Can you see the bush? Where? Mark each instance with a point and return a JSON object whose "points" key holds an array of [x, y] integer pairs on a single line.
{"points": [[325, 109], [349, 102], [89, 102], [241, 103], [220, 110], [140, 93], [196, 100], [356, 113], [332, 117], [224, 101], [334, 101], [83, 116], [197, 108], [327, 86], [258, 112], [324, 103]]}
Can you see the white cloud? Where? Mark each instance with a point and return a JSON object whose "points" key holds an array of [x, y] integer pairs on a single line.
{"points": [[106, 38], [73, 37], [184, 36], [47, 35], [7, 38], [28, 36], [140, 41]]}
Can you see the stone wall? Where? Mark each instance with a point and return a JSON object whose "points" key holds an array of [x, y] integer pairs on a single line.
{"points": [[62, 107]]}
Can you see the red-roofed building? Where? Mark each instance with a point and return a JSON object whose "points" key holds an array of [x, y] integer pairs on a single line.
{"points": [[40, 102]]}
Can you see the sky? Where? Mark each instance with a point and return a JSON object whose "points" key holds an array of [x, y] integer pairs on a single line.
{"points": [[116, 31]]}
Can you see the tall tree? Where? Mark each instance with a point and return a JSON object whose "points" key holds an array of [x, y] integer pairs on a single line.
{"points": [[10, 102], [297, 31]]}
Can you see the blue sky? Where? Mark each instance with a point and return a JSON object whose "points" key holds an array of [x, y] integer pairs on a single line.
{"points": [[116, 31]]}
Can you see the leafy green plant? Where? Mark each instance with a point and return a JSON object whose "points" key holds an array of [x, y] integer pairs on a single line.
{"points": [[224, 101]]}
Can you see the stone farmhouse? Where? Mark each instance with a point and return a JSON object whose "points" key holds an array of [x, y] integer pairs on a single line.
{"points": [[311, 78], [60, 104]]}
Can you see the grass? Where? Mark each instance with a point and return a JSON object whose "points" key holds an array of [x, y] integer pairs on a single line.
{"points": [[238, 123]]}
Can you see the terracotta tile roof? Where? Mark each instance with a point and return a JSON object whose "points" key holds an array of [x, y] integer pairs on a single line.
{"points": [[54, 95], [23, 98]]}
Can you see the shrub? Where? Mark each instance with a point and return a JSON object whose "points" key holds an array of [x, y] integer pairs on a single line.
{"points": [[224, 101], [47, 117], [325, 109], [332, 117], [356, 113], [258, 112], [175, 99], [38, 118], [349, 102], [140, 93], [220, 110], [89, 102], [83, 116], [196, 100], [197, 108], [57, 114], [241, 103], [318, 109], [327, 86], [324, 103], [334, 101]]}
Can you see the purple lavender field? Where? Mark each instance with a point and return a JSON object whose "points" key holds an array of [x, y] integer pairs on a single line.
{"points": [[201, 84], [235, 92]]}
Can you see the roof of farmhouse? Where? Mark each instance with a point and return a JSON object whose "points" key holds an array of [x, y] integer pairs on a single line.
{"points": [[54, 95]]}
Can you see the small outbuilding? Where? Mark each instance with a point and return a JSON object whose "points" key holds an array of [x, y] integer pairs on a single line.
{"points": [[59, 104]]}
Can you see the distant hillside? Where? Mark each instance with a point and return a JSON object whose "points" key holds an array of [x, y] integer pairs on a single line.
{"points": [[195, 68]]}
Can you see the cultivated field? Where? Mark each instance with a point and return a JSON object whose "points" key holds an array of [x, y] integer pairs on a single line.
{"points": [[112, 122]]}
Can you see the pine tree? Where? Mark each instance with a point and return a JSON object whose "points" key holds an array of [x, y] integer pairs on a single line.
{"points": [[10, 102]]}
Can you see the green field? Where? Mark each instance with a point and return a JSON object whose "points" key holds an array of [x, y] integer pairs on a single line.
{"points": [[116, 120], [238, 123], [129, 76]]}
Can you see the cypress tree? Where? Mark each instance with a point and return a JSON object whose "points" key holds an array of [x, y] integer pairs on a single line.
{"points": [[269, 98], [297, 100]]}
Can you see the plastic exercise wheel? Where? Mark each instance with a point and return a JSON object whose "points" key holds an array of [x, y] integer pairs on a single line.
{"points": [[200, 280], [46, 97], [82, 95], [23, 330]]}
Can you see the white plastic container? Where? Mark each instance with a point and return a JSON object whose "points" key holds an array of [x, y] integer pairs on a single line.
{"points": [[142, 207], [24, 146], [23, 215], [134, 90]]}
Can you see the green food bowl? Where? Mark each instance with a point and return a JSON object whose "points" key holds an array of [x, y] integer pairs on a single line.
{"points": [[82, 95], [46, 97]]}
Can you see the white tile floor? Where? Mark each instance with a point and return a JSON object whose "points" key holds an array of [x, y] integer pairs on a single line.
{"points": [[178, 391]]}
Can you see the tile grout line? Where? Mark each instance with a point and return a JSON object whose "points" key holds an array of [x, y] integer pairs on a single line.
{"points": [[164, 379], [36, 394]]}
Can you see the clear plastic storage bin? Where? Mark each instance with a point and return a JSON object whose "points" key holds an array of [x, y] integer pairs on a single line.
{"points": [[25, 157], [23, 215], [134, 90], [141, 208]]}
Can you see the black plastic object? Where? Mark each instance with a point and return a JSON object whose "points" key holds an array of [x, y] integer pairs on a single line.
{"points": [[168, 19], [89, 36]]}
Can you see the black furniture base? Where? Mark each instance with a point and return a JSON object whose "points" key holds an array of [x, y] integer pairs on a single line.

....

**AIM:** Render the entries from the line containing "Can you see the green food" through the last line as a JSON list of strings, one string per line, with blank lines left out.

**EXERCISE RESULT:**
[
  "Can you see the green food bowl? Where? Mark each instance with a point and return a JSON object whose \"points\" key holds an array of [x, y] integer pairs on a single line.",
  "{\"points\": [[82, 95], [46, 97]]}",
  "Can you see the white tile floor? Where? Mark each instance with a point and return a JSON object whose \"points\" key holds an array of [x, y] integer pairs on a single line.",
  "{\"points\": [[178, 391]]}",
  "Can you see the tile grout line? Where? Mark each instance with a point and return a JSON object whose \"points\" key holds an array of [x, y] integer pairs on a single line.",
  "{\"points\": [[164, 379], [36, 394]]}",
  "Can you see the clear plastic storage bin? Where? Mark each instance with a point and return a JSON object whose \"points\" key holds an array of [x, y] integer pairs on a single line.",
  "{\"points\": [[25, 157], [23, 215], [134, 90], [141, 208]]}",
  "Can you see the black plastic object? Where? Mark each instance with a point and return a JSON object whose \"points\" key holds an array of [x, y] integer pairs on a single line.",
  "{\"points\": [[168, 19], [89, 36]]}",
  "Can you see the black furniture base? Where? Mark each instance with a point and return a JSON object whose \"points\" key holds an array of [x, y] integer pairs on a single line."
]